What to work on:
Write out the whole article below about the new paperback biography of Billie Piper, word for word.

Billie Piper, by Chris Stevens, has just come out in paperback and promises to unlock "the rollercoaster life of Britain's hottest star".
It is the third book about Billie to have been announced in recent months.
An autobiography was announced in May, for which Billie received a six-figure advance.
There is also a forthcoming tome by author Sean Smith, who has been to Swindon recently to research Billie's past.
Having broken through as a 15-year-old popstar in 1998, Billie's stock is high again after her successful appearances as Rose Tyler in Doctor Who.
The new book, which used back issues of the Advertiser in its research, charts Billie's life, starting from when she was born at the Princess Margaret Hospital and covering her childhood in West Swindon.
She had in fact been named Leian produced Lee-Ann but became Billie after her dad Paul went to America, heard the name Billie and thought it suited his newborn daughter better.
The book traces her pop career, with many glowing, if unnamed, tributes from people there at the time who described her in terms such as "she was so lovely, and such a sweet girl".
But it also makes clear that having been catapulted to fame, Billie found herself on her own.

Study material:
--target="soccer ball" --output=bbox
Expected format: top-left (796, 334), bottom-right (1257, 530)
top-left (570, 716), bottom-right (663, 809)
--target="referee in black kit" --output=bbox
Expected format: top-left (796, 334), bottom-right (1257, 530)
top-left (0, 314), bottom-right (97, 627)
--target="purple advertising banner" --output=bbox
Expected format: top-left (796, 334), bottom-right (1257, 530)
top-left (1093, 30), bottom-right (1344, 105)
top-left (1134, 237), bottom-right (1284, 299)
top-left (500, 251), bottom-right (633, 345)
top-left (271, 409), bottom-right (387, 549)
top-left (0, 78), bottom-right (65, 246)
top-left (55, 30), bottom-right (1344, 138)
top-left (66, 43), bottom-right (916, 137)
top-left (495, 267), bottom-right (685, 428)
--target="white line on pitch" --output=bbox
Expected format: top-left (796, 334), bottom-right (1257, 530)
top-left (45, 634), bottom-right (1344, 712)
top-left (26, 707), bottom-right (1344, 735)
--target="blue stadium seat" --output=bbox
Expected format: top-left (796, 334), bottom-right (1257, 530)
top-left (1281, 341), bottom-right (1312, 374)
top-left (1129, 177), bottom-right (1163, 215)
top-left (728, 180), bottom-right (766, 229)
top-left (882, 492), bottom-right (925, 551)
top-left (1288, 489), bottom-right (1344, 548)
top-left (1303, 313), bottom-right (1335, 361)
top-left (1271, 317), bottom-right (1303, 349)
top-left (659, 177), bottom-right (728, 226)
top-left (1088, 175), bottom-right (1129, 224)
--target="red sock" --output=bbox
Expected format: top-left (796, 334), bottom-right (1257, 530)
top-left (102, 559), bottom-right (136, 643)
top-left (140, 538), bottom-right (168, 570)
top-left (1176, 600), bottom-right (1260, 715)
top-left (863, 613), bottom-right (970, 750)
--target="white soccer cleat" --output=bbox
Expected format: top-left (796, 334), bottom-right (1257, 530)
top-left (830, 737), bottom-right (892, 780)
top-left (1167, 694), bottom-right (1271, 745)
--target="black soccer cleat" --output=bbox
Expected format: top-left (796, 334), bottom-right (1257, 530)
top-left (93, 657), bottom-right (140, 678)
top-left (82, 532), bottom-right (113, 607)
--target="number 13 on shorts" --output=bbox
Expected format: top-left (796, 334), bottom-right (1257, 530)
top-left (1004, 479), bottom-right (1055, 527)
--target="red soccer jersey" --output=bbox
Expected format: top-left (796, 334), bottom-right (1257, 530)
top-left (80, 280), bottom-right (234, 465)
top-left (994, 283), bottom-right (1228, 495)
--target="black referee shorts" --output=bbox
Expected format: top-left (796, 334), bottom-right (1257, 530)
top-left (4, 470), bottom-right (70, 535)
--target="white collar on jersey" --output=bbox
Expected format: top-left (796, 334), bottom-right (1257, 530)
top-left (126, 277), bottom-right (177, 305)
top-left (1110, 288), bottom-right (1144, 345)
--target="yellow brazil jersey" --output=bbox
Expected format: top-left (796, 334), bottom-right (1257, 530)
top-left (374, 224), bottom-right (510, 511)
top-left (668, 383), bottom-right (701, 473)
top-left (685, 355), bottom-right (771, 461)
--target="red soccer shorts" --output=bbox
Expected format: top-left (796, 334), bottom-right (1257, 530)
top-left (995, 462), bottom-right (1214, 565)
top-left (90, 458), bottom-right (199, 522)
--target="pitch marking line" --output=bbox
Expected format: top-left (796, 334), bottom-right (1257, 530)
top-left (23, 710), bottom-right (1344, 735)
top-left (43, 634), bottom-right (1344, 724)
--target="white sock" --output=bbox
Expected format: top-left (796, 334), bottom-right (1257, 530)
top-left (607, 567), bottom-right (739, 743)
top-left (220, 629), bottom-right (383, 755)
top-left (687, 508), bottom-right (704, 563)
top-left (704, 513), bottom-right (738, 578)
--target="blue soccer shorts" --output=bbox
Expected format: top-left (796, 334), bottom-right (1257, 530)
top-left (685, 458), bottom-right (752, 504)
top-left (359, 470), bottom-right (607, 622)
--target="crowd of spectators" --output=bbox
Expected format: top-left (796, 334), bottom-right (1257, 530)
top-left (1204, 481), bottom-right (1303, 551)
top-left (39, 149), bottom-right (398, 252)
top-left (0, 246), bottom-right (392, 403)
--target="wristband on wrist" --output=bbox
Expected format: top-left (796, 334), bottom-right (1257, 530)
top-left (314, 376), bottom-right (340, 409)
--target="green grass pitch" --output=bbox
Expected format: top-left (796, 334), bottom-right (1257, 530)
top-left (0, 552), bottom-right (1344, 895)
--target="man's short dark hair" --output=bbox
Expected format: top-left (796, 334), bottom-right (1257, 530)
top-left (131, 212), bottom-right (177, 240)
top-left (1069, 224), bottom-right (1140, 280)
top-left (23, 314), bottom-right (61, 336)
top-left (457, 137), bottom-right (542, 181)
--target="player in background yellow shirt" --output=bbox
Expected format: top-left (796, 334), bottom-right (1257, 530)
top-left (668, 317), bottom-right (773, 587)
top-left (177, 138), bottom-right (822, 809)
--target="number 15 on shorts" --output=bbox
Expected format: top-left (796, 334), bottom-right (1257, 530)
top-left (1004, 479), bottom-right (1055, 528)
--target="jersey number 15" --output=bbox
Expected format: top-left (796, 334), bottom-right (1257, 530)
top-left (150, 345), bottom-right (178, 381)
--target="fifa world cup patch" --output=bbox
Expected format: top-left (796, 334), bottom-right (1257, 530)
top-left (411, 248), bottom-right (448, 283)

Worked solution:
Billie Piper, by Chris Stevens, has just come out in paperback and promises to unlock "the rollercoaster life of Britain's hottest star".
It is the third book about Billie to have been announced in recent months.
An autobiography was announced in May, for which Billie received a six-figure advance.
There is also a forthcoming tome by author Sean Smith, who has been to Swindon recently to research Billie's past.
Having broken through as a 15-year-old popstar in 1998, Billie's stock is high again after her successful appearances as Rose Tyler in Doctor Who.
The new book, which used back issues of the Advertiser in its research, charts Billie's life, starting from when she was born at the Princess Margaret Hospital and covering her childhood in West Swindon.
She had in fact been named Leian produced Lee-Ann but became Billie after her dad Paul went to America, heard the name Billie and thought it suited his newborn daughter better.
The book traces her pop career, with many glowing, if unnamed, tributes from people there at the time who described her in terms such as "she was so lovely, and such a sweet girl".
But it also makes clear that having been catapulted to fame, Billie found herself on her own.